It is a mission, as Robin Rombach, who is CEO of German artificial intelligence (AI) company Black Forest Labs calls it. Little could Rombach or Black Forest Labs may have realised as they pressed the trigger, about the seismic shift the company’s FLUX.1 models would bring to the generative AI space. Or perhaps they did, because it is the work of the same researchers who’d previously developed the Stable Diffusion models. The FLUX.1 suite, which is a collection of three text to image models, now competes not just with Stable Diffusion 3, but also OpenAI’s popular DALL-E 3, Google Imagen 3.0 and Midjourney 6.
Rombach insists their plan is to build high-quality generative deep learning models for images and video, and “make them available to the broadest audience possible.” For now, there are three models that make up the suite. FLUX.1 [pro] is the benchmark model for image generation, with creative professionals being a demographic the company hopes to get onside. Then there is the FLUX.1 [schnell], where the “schnell” naming should be a giveaway to its structure and positioning – in German, this means fast. It is smaller than the “pro” model, with the long-term vision for personal use and an ability to access on a wider variety of devices. The third is the FLUX.1 [dev] model, which is configured and trained for non-commercial use.
The availability of FLUX.1 is via select platforms and tools for now, including AI cloud hosting platforms Replicate, fal.ai and Hugging Face. These platforms work on the pay to generate method with FLUX.1, for now. HT accessed FLUX.1, including the [schnell] model via NightCafe (the credits, if you’ve accumulated over time, come handy), which allowed us a chance to compare with the likes of DALL-E 3, for prompt fidelity as well as realism of generations.
The first thing we checked, considering this is where many an AI generation model has stumbled in the past, was how human hands are replicated. FLUX.1 in the pro and schnell mode seems to be doing more than an acceptable job of generating human hands, and if you look closely at the featured image with this article, skin has a nice texture and even the nails come through with their own unique detailing. DALL-E 3 in its generation, seems to be looking at angles that take attention away from complex detailing such as nails and reflections off nails, and the skin tones seem overaggressive with minimising textures which it may be deeming as imperfections or noise.

### Collected data
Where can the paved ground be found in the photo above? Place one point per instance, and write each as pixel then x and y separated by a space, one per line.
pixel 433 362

### To do
Retype everything in the FLUX.1 article from "It is a mission, as" down to "and Midjourney 6.". The data comes from a different source than the article about the FLUX.1 models.

### Solution
It is a mission, as Robin Rombach, who is CEO of German artificial intelligence (AI) company Black Forest Labs calls it. Little could Rombach or Black Forest Labs may have realised as they pressed the trigger, about the seismic shift the company’s FLUX.1 models would bring to the generative AI space. Or perhaps they did, because it is the work of the same researchers who’d previously developed the Stable Diffusion models. The FLUX.1 suite, which is a collection of three text to image models, now competes not just with Stable Diffusion 3, but also OpenAI’s popular DALL-E 3, Google Imagen 3.0 and Midjourney 6.